*Your task*
Count the lines in the records below that contain the string "suit", treating uppercase and lowercase as different. Reply with the number alone.

*Stored records*
────
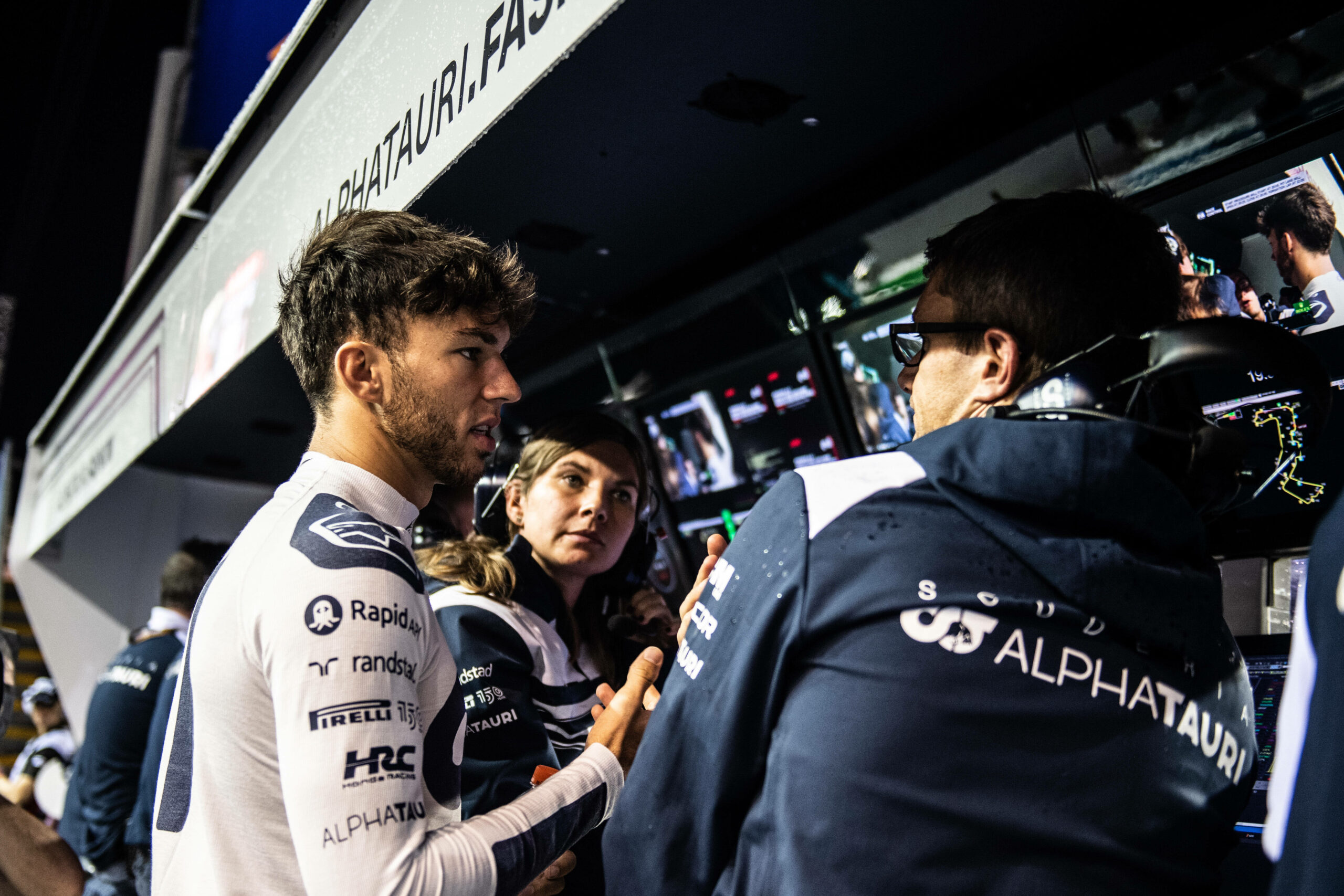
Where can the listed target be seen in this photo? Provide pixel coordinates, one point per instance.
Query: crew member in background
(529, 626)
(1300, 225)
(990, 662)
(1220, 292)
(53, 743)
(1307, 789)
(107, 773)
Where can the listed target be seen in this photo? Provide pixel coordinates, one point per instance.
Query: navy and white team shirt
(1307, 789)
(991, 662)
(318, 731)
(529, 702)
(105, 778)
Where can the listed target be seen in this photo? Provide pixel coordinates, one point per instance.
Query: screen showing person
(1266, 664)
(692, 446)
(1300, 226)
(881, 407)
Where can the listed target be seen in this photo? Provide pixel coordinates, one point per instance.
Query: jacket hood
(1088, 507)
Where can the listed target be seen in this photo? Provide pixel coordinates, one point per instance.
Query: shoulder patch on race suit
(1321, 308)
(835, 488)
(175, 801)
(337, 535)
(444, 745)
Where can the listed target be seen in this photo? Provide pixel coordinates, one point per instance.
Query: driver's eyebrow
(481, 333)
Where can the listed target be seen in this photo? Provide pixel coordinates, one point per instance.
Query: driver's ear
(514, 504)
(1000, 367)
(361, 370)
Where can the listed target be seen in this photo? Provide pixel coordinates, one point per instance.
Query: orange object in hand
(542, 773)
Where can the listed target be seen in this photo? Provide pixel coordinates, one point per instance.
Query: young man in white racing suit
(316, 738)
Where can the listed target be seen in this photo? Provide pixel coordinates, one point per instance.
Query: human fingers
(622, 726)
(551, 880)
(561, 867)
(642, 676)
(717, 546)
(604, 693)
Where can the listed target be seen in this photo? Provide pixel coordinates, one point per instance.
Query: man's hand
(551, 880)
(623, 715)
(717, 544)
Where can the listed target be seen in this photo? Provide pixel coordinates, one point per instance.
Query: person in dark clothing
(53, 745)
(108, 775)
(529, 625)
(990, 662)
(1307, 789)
────
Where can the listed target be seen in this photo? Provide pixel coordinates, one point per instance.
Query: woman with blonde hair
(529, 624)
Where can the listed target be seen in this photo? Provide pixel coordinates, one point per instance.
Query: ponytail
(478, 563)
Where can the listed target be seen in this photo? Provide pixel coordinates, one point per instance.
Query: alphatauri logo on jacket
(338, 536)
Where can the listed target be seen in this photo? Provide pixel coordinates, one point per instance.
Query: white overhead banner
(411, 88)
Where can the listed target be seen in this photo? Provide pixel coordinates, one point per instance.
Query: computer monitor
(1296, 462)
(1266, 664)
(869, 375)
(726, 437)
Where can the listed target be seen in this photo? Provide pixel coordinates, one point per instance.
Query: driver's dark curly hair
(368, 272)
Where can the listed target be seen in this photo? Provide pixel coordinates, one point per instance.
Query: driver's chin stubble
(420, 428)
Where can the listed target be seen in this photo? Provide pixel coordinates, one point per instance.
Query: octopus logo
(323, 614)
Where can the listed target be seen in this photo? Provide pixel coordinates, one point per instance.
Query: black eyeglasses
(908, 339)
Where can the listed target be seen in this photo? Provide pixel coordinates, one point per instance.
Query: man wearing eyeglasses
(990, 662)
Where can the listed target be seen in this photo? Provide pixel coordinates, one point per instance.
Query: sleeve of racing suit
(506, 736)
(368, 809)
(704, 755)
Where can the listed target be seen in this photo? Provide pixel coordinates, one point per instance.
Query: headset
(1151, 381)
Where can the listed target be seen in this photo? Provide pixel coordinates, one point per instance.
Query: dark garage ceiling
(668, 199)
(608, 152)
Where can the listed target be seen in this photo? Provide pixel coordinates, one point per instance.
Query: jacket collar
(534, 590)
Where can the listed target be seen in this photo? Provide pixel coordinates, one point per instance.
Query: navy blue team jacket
────
*Task result*
3